Instruction:
Copy out the rows word for word, from the line with "Inventory check: does the image above contain any window?" up to and including the line with "xmin=168 ymin=389 xmax=297 ymax=572".

Exercise material:
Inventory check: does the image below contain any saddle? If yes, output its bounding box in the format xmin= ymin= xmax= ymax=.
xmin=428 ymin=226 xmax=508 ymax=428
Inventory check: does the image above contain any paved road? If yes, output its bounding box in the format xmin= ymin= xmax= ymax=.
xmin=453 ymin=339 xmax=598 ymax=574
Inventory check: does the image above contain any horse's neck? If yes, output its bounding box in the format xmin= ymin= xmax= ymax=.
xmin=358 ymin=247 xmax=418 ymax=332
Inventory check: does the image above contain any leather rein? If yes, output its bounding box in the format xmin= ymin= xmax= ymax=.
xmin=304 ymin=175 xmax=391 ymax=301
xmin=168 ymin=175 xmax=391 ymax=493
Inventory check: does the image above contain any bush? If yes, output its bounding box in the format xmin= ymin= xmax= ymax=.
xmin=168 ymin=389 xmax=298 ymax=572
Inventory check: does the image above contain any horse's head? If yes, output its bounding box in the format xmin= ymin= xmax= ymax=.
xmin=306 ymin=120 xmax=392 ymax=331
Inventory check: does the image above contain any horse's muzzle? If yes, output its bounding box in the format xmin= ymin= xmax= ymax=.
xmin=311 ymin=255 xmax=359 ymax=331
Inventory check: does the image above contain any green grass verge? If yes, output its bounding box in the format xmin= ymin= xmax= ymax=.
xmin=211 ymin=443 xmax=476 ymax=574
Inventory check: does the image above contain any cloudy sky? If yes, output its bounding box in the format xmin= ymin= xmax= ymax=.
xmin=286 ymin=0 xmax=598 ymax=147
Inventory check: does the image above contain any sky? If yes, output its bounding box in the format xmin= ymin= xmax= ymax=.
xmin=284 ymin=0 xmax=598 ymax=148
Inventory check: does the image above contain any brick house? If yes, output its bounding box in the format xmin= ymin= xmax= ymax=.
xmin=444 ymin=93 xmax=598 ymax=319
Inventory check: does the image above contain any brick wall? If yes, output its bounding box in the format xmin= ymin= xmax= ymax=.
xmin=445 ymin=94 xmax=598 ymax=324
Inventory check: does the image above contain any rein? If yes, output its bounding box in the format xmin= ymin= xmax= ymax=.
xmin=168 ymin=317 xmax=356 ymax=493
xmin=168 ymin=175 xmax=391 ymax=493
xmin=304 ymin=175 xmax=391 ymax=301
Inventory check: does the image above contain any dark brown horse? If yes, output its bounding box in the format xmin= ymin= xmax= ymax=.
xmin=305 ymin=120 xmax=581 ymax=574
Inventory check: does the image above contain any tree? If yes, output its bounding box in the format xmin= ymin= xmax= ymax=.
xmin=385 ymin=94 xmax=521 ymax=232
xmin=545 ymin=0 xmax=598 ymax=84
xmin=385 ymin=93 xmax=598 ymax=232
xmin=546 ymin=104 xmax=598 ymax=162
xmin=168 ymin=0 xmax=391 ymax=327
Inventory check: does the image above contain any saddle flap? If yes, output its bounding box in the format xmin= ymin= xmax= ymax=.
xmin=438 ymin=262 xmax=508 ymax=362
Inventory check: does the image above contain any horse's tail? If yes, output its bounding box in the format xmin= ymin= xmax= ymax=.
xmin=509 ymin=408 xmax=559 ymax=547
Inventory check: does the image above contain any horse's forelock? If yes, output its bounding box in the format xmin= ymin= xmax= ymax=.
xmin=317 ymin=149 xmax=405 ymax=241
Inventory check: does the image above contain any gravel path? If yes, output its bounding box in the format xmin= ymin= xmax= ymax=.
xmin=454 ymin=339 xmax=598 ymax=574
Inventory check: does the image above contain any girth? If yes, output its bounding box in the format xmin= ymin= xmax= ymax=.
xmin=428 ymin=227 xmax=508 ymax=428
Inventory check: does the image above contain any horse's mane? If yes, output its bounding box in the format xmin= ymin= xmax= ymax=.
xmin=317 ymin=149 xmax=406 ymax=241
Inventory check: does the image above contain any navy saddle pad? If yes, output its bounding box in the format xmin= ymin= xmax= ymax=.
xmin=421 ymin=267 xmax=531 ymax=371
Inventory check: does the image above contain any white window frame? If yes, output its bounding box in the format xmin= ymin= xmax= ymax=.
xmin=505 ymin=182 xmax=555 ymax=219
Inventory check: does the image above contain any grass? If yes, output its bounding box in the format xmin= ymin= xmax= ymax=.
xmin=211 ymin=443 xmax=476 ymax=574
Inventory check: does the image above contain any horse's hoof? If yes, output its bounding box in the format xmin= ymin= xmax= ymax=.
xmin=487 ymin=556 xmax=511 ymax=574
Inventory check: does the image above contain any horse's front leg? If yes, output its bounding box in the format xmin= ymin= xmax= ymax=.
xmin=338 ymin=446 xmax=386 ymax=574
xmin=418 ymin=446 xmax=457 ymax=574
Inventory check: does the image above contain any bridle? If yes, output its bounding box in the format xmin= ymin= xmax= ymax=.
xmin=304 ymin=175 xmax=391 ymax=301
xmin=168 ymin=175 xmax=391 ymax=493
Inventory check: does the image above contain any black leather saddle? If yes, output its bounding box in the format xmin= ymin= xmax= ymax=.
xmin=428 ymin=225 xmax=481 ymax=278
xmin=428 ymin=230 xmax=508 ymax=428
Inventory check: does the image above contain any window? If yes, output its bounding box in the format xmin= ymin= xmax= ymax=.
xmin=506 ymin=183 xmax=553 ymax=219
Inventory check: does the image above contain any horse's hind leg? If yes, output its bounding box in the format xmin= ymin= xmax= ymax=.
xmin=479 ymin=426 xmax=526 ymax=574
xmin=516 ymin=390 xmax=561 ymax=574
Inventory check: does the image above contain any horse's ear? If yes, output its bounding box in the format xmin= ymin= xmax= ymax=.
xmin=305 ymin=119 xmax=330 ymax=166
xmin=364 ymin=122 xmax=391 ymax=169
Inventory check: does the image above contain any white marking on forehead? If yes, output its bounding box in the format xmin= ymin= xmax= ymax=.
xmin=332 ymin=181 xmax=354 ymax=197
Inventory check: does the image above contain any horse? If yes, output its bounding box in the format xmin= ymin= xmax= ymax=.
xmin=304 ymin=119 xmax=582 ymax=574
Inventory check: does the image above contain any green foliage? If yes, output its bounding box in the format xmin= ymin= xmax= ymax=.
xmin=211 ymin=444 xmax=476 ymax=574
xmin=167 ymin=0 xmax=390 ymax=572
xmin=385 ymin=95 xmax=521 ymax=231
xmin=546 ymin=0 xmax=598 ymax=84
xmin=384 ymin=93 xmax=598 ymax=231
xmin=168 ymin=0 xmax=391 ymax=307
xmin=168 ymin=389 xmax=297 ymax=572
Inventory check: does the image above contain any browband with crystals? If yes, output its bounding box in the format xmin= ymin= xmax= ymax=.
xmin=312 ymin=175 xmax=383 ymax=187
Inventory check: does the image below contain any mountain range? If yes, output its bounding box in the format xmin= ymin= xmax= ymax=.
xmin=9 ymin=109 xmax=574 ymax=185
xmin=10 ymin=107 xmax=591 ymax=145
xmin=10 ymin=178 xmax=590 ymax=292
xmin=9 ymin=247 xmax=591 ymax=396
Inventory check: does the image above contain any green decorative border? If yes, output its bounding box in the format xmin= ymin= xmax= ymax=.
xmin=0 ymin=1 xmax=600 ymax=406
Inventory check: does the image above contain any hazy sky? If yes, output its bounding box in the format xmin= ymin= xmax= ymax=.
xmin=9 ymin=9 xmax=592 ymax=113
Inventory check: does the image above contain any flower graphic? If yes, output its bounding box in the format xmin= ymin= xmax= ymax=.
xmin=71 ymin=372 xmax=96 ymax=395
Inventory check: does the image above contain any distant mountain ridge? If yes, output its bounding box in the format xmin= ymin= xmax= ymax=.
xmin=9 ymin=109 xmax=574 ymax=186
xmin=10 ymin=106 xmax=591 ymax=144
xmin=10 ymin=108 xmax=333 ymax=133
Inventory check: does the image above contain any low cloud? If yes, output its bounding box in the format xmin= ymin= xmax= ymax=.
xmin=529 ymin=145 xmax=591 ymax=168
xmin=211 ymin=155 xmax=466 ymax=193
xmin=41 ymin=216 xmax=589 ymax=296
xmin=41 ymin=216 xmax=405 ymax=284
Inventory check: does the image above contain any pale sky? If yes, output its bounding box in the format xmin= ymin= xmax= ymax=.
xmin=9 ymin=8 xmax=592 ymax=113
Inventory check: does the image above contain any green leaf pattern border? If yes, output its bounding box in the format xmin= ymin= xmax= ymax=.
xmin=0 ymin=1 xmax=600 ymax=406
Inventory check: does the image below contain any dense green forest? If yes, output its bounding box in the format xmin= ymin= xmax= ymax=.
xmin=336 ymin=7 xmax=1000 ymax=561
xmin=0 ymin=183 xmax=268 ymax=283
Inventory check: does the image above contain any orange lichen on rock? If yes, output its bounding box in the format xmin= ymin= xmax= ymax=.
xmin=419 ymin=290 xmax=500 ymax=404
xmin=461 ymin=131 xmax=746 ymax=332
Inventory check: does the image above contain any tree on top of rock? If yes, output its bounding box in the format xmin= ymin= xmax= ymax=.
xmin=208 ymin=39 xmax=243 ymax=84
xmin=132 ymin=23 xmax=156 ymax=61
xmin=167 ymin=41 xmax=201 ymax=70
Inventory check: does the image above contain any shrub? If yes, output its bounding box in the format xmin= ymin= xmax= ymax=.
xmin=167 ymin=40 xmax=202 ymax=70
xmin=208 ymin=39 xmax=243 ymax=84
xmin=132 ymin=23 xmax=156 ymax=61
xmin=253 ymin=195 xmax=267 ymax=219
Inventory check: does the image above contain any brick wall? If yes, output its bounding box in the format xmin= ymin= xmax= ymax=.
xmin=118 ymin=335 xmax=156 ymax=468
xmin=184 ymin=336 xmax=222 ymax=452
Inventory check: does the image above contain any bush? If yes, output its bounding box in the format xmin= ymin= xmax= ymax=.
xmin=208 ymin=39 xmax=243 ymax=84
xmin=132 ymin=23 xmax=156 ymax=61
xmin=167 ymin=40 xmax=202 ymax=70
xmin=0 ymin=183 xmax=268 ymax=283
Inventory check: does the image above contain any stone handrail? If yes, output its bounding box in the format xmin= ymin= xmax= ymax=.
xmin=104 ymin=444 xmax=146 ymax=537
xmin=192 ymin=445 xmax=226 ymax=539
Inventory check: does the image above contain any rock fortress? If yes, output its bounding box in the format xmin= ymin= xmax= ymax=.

Exercise solution:
Inventory check: does the image above contain any window? If yes, output its bounding box in the format xmin= ymin= xmax= ymax=.
xmin=506 ymin=183 xmax=553 ymax=219
Inventory check: does the image above contain any horse's hind leg? If yes, output its bounding box in the format xmin= ymin= xmax= ymax=.
xmin=479 ymin=426 xmax=526 ymax=574
xmin=516 ymin=390 xmax=561 ymax=574
Inventory check: does the image above contain any horse's ear? If yes, output its bounding box in the format xmin= ymin= xmax= ymax=.
xmin=305 ymin=119 xmax=330 ymax=166
xmin=364 ymin=122 xmax=391 ymax=169
Inventory check: does the image above contain any white marking on forehead? If yes, output its bounding box in the format xmin= ymin= xmax= ymax=.
xmin=332 ymin=181 xmax=354 ymax=197
Inventory check: does the image above contain any horse? If yes, output its bounding box in the format xmin= ymin= xmax= ymax=.
xmin=304 ymin=119 xmax=582 ymax=574
Inventory check: does the image above contain any green foliage? If yes, output its bounding box in the format xmin= ymin= xmax= ymax=.
xmin=211 ymin=444 xmax=476 ymax=574
xmin=167 ymin=0 xmax=390 ymax=572
xmin=385 ymin=95 xmax=521 ymax=231
xmin=546 ymin=0 xmax=598 ymax=84
xmin=384 ymin=93 xmax=598 ymax=231
xmin=168 ymin=0 xmax=391 ymax=307
xmin=168 ymin=389 xmax=297 ymax=572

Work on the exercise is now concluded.